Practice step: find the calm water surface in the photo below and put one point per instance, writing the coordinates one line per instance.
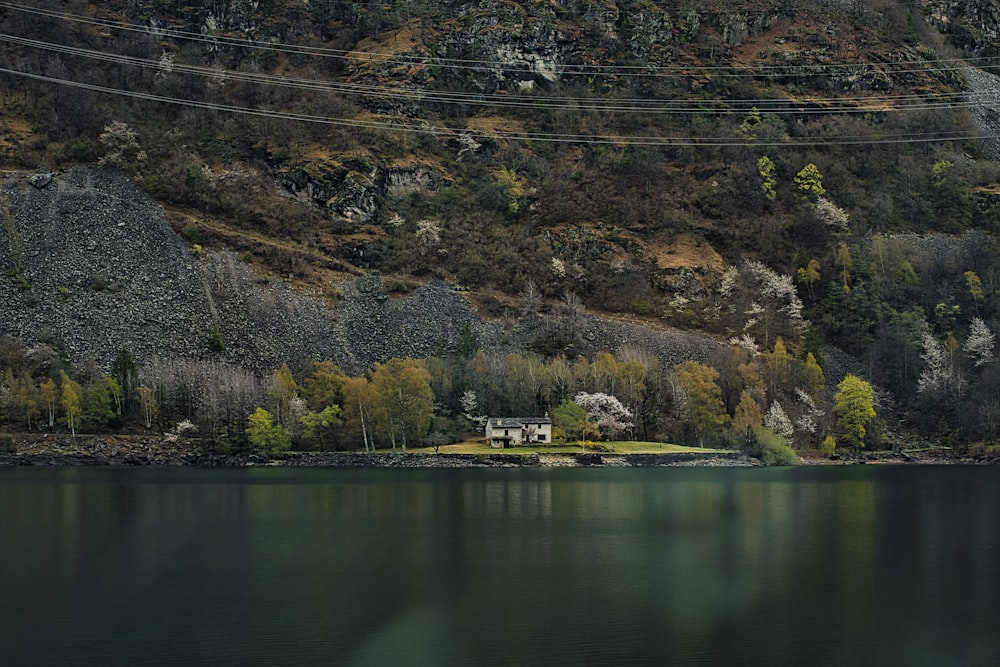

---

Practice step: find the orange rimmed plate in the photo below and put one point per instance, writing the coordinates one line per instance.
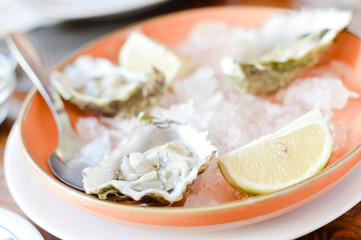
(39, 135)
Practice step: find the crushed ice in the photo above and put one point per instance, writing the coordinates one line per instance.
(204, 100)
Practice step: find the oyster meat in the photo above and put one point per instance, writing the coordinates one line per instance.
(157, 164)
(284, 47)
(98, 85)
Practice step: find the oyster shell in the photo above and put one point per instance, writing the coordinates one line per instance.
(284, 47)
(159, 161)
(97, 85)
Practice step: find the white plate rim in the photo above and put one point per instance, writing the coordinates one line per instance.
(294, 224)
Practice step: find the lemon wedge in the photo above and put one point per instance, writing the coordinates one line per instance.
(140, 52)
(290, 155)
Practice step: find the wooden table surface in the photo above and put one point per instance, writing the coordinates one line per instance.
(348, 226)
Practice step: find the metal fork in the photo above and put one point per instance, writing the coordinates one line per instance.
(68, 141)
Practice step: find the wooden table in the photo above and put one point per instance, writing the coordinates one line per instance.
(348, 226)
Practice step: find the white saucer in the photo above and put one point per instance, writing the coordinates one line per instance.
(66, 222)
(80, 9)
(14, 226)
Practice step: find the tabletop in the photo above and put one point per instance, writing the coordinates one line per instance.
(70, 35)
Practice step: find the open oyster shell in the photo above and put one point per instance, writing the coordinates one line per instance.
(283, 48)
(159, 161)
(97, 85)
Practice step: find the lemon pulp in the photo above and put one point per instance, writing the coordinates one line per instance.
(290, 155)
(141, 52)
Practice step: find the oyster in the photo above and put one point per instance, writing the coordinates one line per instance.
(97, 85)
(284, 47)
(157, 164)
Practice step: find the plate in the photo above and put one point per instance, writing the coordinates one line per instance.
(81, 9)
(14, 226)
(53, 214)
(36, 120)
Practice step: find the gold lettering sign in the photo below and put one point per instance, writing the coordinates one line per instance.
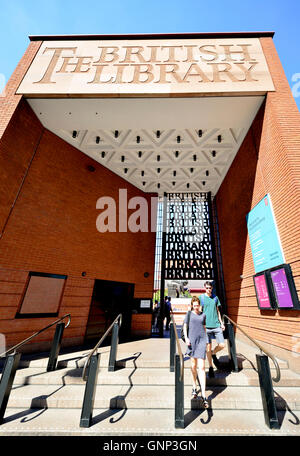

...

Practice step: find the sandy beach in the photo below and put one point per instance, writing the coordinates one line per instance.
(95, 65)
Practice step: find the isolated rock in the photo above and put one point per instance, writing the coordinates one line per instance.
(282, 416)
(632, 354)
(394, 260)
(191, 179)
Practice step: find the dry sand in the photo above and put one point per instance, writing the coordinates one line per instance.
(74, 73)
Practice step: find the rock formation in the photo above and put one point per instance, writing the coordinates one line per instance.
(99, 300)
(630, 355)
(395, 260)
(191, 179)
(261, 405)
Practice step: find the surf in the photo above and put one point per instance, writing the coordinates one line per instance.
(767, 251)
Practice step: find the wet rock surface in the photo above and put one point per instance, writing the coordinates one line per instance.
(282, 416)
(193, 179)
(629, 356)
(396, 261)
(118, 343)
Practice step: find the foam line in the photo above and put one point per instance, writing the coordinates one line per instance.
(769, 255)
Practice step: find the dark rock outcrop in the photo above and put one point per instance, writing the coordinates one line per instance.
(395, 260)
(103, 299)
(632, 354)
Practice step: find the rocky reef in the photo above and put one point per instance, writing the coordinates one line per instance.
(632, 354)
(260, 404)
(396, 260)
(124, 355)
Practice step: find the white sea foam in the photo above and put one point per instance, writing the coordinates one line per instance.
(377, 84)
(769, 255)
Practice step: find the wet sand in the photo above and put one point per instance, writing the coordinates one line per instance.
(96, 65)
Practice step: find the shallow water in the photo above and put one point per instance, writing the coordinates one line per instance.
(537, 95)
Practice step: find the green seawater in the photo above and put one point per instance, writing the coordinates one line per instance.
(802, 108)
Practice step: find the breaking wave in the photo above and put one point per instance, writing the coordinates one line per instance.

**THE TASK**:
In the entries above, restate word for word the lines between the one holding "Practice step: find the white saucer" and the one holding "Practice step: find the gold", inclusive, and nothing besides.

**REPLY TO THE EXERCISE**:
Practice step: find the white saucer in the photo above and put one point per instance, writing the coordinates one line per instance.
(66, 222)
(80, 9)
(14, 226)
Practice step: find the tabletop in the photo above and put one point per instance, writing the coordinates one line per instance.
(70, 35)
Practice step: find the open oyster shell in the photo above and put one point per instance, writing the coordinates one line per instance.
(283, 48)
(159, 161)
(97, 85)
Practice step: find the lemon pulp in the photo above and put one point per instance, writing the coordinates one line per instance.
(290, 155)
(141, 52)
Practice step: find the oyster in the photo above and put one point per instance, writing the coordinates one line per instance.
(97, 85)
(284, 47)
(157, 164)
Practice step: find the plate in the photo above and put one point per instance, writing the coordinates one line per instance.
(81, 9)
(14, 226)
(53, 214)
(36, 120)
Practice step: find the gold lettering sign in the photo below and put one point per instance, writing the coordinates one line per instance.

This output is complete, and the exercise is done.